[Image-grounded pointing data]
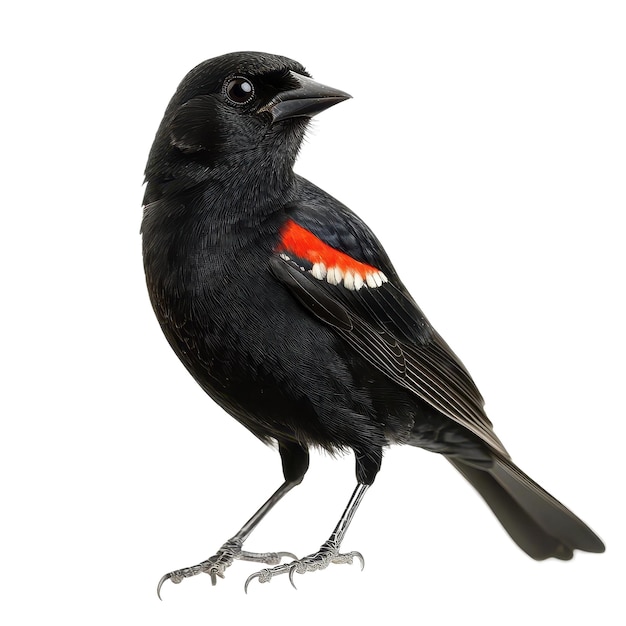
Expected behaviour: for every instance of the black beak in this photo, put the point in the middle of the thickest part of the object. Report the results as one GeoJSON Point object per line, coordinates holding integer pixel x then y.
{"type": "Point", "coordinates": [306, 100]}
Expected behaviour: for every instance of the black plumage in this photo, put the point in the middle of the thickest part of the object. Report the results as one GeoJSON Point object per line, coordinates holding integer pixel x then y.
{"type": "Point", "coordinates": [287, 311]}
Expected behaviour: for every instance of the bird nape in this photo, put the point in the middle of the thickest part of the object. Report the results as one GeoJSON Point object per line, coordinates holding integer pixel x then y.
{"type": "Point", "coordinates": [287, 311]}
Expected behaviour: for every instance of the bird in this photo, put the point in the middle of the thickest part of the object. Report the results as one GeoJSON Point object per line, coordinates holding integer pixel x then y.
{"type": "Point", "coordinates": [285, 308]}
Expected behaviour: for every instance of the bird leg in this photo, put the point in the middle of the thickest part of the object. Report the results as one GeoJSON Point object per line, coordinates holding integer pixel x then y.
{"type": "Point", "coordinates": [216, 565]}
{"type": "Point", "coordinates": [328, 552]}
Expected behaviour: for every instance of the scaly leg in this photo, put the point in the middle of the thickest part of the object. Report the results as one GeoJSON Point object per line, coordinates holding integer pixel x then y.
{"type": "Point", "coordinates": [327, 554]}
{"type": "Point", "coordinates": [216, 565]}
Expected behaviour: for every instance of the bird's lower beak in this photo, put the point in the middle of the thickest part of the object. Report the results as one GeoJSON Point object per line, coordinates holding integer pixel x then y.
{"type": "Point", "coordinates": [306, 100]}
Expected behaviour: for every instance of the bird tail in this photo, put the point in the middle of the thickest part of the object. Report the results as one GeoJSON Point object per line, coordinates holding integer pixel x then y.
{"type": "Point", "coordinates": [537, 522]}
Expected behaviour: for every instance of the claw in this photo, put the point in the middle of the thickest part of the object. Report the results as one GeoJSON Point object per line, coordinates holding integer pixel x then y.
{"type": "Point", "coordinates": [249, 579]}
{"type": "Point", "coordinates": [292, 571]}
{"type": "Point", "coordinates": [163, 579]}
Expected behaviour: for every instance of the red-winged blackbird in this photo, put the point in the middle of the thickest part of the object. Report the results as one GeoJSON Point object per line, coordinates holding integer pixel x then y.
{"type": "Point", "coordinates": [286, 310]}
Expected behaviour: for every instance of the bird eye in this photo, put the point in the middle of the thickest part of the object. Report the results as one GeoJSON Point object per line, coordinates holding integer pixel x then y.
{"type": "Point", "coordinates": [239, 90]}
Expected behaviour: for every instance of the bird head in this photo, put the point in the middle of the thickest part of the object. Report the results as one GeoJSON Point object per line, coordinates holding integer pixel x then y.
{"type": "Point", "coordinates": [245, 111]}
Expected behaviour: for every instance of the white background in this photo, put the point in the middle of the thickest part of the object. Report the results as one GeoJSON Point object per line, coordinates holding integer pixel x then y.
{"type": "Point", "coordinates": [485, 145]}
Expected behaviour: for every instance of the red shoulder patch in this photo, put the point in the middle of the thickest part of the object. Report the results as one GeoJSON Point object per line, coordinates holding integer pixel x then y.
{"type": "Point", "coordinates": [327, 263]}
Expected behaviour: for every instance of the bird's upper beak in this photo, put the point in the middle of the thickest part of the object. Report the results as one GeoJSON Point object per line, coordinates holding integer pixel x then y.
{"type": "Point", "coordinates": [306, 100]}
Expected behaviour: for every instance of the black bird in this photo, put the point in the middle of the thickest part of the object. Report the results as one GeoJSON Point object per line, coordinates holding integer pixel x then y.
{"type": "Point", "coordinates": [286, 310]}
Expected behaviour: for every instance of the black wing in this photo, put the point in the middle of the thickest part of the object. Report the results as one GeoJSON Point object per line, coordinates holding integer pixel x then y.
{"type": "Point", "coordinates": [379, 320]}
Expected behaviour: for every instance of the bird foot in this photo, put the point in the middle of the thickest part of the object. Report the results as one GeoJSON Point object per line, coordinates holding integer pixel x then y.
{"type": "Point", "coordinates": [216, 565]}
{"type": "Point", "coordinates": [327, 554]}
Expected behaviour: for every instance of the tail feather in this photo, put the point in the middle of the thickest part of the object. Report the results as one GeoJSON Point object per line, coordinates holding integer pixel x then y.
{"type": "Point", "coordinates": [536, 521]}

TASK GOAL -
All lines from the one that contains "Expected behaviour: for every instance of the bird foot" to the end of the records above are to be copied exactly; leave out the rest.

EXERCISE RESULT -
Expected behaviour: for every instance of the bird foot in this photo, put the point in the middle of the thickest part of the object. Report the results as one GeoJSON Point object per line, coordinates holding integer pixel x then y.
{"type": "Point", "coordinates": [216, 565]}
{"type": "Point", "coordinates": [327, 554]}
Expected behaviour: for every instance of the tail feather in this photo, put the point in the middle of the thickest part of the object. Report the results as one GeoJSON Point object per line, coordinates holding integer pixel x then y.
{"type": "Point", "coordinates": [536, 521]}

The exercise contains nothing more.